* [발췌 본문]:
++++++++++++++++++++

Boostcamp AI Tech (Day 031)

My assignment: VGGNet

Computer vision

• “Inverse graphics”

  • Graphics
    • Rendering
    • 3D 모델 $\rightarrow$ 영상
  • Computer vision
    • Inverse rendering
    • 영상 정보 $\rightarrow$ 본질 (ex. 3D 모델)

• Visual perception

  • Perception
    • (input, output) data
    • visual world - sensing device - interpreting device - interpretation
  • Class of visual perception
    • Color
    • Motion
    • 3D
    • Semantic-level
    • Social (emotion)
    • Visuomotor
    • Understanding human visual perception, etc

• Computer vision

  • Machine learning
    • Input - feature extraction - classification - output
  • Deep learning
    • End-to-End
      • Input - feature extraction & classification - output
        
        

CNN

• Image classification

  • Input x $-$classifier$\rightarrow$ output f(x)
    • x: image
    • f(x): category level
  • k-NN (Nearest Neighbors)
    • Search all data
    • Time complexity: O($\infty$)
    • Memory complexity: O($\infty$)
  • CNN
    • Locally connected NN
      • (cf. Fully connected NN)
      • Local feature learning
      • Parameter sharing
    • Backbone (base) of many CV tasks
      • Image-level classification
      • Classification + regression
      • Pixel-level classification

• CNN architectures for Image classification

  • 참고 데일리노트
  • AlexNet
    • Conv - Pool - Conv - Pool - FC - FC
    • LRN (Local Response Normalization)
      • 더 이상 사용되지 않음 (Batch Norm에게 대체됨)

++++++++++++++++++++

* [풀어야 할 문제]:
A: 컴퓨터 비전 강의 노트에 따르면 AlexNet의 LRN은 무엇으로 대체되었나요?
B: 컴퓨터 비전 강의 노트를 마지막 줄 다음부터 같은 형식으로 이어서 작성하세요.
아래 자료는 위 컴퓨터 비전 강의 노트와 관련이 없습니다.

* [제공된 자료]:
++++++++++++++++++++

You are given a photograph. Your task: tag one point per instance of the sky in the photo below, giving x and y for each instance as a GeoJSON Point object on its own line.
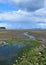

++++++++++++++++++++

* [과제별 결과]:
A: Batch Norm으로 대체되었습니다.

B:
      • activation map에서 명암을 normalization
    • Receptive field
      • The region in the INPUT SPACE that a particular CNN feature is looking at
      • AlexNet uses 11 $\times$ 11 conv to get bigger receptive field (더 이상 사용되지 않음)
  • VGGNet (ICLR 2015)
    • 16, 19 layers
    • Simpler architecture
      • No LRM
      • 3 $\times$ 3 conv filters blocks
        • many small conv layers instead of a small number of large conv filters
        • keeping receptive field sizes large enough
        • deeper with more non-linearities
        • fewer parameters
      • 2 $\times$ 2 max pooling
    • Better performance & generalization
      
      

Annotation data efficient learning

• Data augmenttation

  • Learning representation of data
    • Dataset is always biased
    • Training data is sparse samples of real data
  • Augmentation
    • Fill more space and close the gap (make a dataset denser)
  • Methods
    • crop
    • affine transformation (shear)
    • brightness
    • perspective
    • rotate
    • flip
    • CutMix
    • RandAugment

• Leveraging pre-trained information

  • Needs
    • supervised learning requires a very large-scale dataset
    • annotating data is very expensive + quality not ensured
  • Motivation
    • similar datasets share common information
    • knowledge learned from one dataset can be applied to other datasets
  • Transfer learning
    • Approch 1
      • given pre-trained model
      • chop off FC layer and re-train new FC layer
    • Approch 2
      • given pre-trained model
      • chop off FC layer and re-train the whole model
      • low learning rate in Conv layers
      • high learning rate in FC layers
  • Knowledge distillation
    • Distillate knowledge of a trained model $\rightarrow$ another smaller model
    • Used for Model compression
    • Used for pseudo-labeling
    • Teacher-Studnent network
    • 참고 자료

• Self-training

  • containing methods
    • Augmentation
    • Knowledge distillation (teacher-student)
    • Semi-supervised learning (peudo-label)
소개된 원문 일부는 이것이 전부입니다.